> [ARTICLE]
====================
If the legatee or devisee acquires it
gratuitously after such time, he can claim nothing by virtue of the legacy or
devise; but if it has been acquired by onerous title he can demand
reimbursement from the heir or the estate. (878a)
Article 934. If the testator should
bequeath or devise something pledged or mortgaged to secure a recoverable debt
before the execution of the will, the estate is obliged to pay the debt, unless
the contrary intention appears.
The same rule applies when the thing is
pledged or mortgaged after the execution of the will.
Any other charge, perpetual or temporary,
with which the thing bequeathed is burdened, passes with it to the legatee or
devisee. (867a)
Comment: Note that only pledge and mortgage.
Examples of 2nd para. Easement, usufruct.
Article 935. The legacy of a credit
against a third person or of the remission or release of a debt of the legatee
shall be effective only as regards that part of the credit or debt existing at
the time of the death of the testator.
In the first case, the estate shall comply
with the legacy by assigning to the legatee all rights of action it may have
against the debtor. In the second case, by giving the legatee an acquittance,
should he request one.
In both cases, the legacy shall comprise all
interests on the credit or debt which may be due the testator at the time of
his death. (870a)
Article 936. The legacy referred to in
the preceding article shall lapse if the testator, after having made it, should
bring an action against the debtor for the payment of his debt, even if such
payment should not have been effected at the time of his death.
The legacy to the debtor of the thing pledged
by him is understood to discharge only the right of pledge. (871)
Article 937. A generic legacy of release
or remission of debts comprises those existing at the time of the execution of
the will, but not subsequent ones. (872)
Article 938. A legacy or devise made to
a creditor shall not be applied to his credit, unless the testator so expressly
declares.
In the latter case, the creditor shall have
the right to collect the excess, if any, of the credit or of the legacy or
devise. (837a)
Article 939. If the testator orders the
payment of what he believes he owes but does not in fact owe, the disposition
shall be considered as not written. If as regards a specified debt more than
the amount thereof is ordered paid, the excess is not due, unless a contrary
intention appears.
The foregoing provisions are without
prejudice to the fulfillment of natural obligations. (n)
Article 940. In alternative legacies or
devises, the choice is presumed to be left to the heir upon whom the obligation
to give the legacy or devise may be imposed, or the executor or administrator
of the estate if no particular heir is so obliged.
If the heir, legatee or devisee, who may have
been given the choice, dies before making it, this right shall pass to the
respective heirs.
Once made, the choice is irrevocable.
In the alternative legacies or devises,
except as herein provided, the provisions of this Code regulating obligations
of the same kind shall be observed, save such modifications as may appear from
the intention expressed by the testator. (874a)
Article 941. A legacy of generic
personal property shall be valid even if there be no things of the same kind in
the estate.
A devise of indeterminate real property shall
be valid only if there be immovable property of its kind in the estate.
The right of choice shall belong to the
executor or administrator who shall comply with the legacy by the delivery of a
thing which is neither of inferior nor of superior quality. (875a)
====================
> [GIVEN INFORMATION]
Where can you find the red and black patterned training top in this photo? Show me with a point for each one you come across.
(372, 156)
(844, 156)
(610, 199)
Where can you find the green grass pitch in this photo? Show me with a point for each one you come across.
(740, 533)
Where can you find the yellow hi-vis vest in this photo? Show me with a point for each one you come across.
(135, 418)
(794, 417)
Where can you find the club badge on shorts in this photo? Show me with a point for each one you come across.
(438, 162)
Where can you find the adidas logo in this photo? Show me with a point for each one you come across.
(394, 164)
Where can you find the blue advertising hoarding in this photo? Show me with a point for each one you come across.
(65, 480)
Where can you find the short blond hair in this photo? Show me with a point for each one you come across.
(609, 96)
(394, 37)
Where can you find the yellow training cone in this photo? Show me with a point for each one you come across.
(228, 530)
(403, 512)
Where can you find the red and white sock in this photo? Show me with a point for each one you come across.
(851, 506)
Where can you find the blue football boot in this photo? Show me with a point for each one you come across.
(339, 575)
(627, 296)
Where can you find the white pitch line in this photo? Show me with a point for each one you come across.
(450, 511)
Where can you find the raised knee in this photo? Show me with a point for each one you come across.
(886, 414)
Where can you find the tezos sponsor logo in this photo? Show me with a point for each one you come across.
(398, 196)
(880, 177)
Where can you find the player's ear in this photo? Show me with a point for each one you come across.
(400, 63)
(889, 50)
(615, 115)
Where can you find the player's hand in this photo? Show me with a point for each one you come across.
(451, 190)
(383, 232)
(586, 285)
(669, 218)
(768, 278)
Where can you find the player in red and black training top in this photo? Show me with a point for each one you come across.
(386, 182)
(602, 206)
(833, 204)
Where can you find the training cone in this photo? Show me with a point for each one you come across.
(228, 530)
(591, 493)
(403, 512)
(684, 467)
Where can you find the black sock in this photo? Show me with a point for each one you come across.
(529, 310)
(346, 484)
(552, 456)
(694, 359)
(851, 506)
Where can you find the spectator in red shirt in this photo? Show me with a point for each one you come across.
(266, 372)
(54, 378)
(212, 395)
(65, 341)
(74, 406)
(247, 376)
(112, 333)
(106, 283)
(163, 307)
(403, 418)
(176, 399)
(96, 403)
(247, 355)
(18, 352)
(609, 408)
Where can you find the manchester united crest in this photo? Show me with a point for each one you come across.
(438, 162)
====================
> [STATED GOAL 1] Under the legacies and devises text, which debts are covered by a generic legacy of release or remission of debts?
> [STATED GOAL 2] Please carry the text on legacies and devises forward from its final sentence.
The records have no connection to the text on legacies and devises.

> [RESULT 1] It covers the debts existing at the time the will is executed, but not later ones.

> [RESULT 2]
Article 942. Whenever the testator
expressly leaves the right of choice to the heir, or to the legatee or devisee,
the former may give or the latter may choose whichever he may prefer. (876a)
Article 943. If the heir, legatee or
devisee cannot make the choice, in case it has been granted him, his right
shall pass to his heirs; but a choice once made shall be irrevocable. (877a)
Article 944. A legacy for education
lasts until the legatee is of age, or beyond the age of majority in order that
the legatee may finish some professional, vocational or general course, provided
he pursues his course diligently.
A legacy for support lasts during the
lifetime of the legatee, if the testator has not otherwise provided.
If the testator has not fixed the amount of
such legacies, it shall be fixed in accordance with the social standing and the
circumstances of the legatee and the value of the estate.
If the testator or during his lifetime used
to give the legatee a certain sum of money or other things by way of support,
the same amount shall be deemed bequeathed, unless it be markedly
disproportionate to the value of the estate. (879a)
Article 945. If a periodical pension, or
a certain annual, monthly, or weekly amount is bequeathed, the legatee may
petition the court for the first installment upon the death of the testator,
and for the following ones which shall be due at the beginning of each period;
such payment shall not be returned, even though the legatee should die before
the expiration of the period which has commenced. (880a)
Article 946. If the thing bequeathed
should be subject to a usufruct, the legatee or devisee shall respect such
right until it is legally extinguished. (868a)
Article 947. The legatee or devisee
acquires a right to the pure and simple legacies or devises from the death of
the testator, and transmits it to his heirs. (881a)
Article 948. If the legacy or devise is
of a specific and determinate thing pertaining to the testator, the legatee or
devisee acquires the ownership thereof upon the death of the testator, as well
as any growing fruits, or unborn offspring of animals, or uncollected income;
but not the income which was due and unpaid before the latter's death.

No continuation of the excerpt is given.